◆ SELECTED PASSAGE ◆
-*-*-
The topic of this week’s post is trust. Harriette Rasmussen and Mohammed Raei’s interview with Scott and myself on The Diverse Drivers of Trust, took us through an overview of their thinking on this topic and here I’ll add a few reflections of my own. The first thing that occurs to me is that trust is one of these factors that has a very subtle and powerful basis and can even be seen as being rooted in our worldview. I recall a quote from Einstein that the most important question we have to answer for ourselves is, is the universe a friendly place? Do we have ‘trust’ in life itself?

This theme about the importance of our worldview or mindset (a loose term in itself – Theo Dawson wrote a nice little piece on it) came up in a morning read from the BBC on mindset in relation to willpower. This focuses on research that has challenged the view that we have a fixed amount of energy for exerting willpower, and if we have a high cognitive load, we are less likely to have enough willpower to regulate our behavior in ways we might desire or intend. (This is the ego depletion theory). The research they describe shows that some people have a “non-limited” view of willpower, and that this mindset can be a positive factor in various aspects of our lives.

Of course, the notion of fixed or growth mindset that Carol Dweck popularized can be seen as a similar view. I’ve come across this in pop psychology, with relatively simplistic views of ‘just have a positive attitude,’ as well as in deeply researched cellular biology. We could even point to Heisenberg’s uncertainty principle and the way the act of observing affects what is being observed on a physical level to find a variation of this theme.

This set of associations that came to mind as I started writing this gives me the impression that this notion of mindset or worldview can likely also be applied to how we understand trust. If we have a fixed view of trust, then we need to keep some kind of accounting. Have we earned enough? Did we care in the right way? Did we spend too much of it in terms of using our social capital to lead an adaptive challenge? This kind of calculus of trust is one way to go about it. For me, it seems a bit exhausting.

By this, I don’t mean it is invalid to be mindful of how much we have earned or spent trust. I just find that from the view of the universe being a friendly place, there can be a different approach to trust. It might not be a fixed sum game. It might be that the more we give, the more we get.
-*-*-
◆ EXTRACTED DATA ◆
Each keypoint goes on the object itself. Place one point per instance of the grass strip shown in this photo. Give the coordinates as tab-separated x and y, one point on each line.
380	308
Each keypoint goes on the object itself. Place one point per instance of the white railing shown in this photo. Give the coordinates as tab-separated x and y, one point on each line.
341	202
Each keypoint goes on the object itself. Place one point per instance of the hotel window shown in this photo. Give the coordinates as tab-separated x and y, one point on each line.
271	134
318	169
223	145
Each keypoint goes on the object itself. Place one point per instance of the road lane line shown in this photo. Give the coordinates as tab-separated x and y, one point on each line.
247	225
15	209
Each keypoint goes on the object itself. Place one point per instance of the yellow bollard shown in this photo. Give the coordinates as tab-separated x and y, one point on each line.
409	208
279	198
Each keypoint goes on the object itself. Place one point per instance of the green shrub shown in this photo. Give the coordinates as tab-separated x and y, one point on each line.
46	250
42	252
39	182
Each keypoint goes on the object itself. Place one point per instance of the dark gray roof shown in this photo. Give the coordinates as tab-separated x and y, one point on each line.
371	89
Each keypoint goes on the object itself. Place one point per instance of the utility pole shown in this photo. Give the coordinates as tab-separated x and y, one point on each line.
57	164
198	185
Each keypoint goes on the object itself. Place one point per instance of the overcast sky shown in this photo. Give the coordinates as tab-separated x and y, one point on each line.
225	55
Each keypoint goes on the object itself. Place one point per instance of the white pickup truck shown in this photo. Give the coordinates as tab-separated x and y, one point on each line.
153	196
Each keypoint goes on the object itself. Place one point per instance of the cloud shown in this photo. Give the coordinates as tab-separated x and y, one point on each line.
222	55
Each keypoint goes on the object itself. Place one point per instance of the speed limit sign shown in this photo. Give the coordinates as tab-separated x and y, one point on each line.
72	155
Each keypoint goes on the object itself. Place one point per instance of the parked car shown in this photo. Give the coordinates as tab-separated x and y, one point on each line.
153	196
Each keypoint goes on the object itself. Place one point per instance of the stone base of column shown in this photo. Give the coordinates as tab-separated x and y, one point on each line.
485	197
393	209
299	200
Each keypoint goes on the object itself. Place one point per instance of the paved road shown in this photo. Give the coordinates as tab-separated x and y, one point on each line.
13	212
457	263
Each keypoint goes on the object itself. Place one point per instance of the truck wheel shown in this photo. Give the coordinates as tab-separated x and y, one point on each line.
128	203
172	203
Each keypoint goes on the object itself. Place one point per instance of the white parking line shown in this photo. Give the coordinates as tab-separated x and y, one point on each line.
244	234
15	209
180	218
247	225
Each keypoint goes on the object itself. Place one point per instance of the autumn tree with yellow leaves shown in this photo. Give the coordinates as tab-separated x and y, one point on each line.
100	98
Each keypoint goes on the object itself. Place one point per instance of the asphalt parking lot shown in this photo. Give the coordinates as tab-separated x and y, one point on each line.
-*-*-
◆ WHAT THIS EXERCISE ASKS ◆
1 > Retype the post on trust, starting with "This theme about" and going on through "of our lives.".
2 > In the post on trust, what is the name of the theory that we have a fixed amount of energy for exerting willpower?

◆ ANSWERS GIVEN ◆
1 >
This theme about the importance of our worldview or mindset (a loose term in itself – Theo Dawson wrote a nice little piece on it) came up in a morning read from the BBC on mindset in relation to willpower. This focuses on research that has challenged the view that we have a fixed amount of energy for exerting willpower, and if we have a high cognitive load, we are less likely to have enough willpower to regulate our behavior in ways we might desire or intend. (This is the ego depletion theory). The research they describe shows that some people have a “non-limited” view of willpower, and that this mindset can be a positive factor in various aspects of our lives.

2 > The ego depletion theory.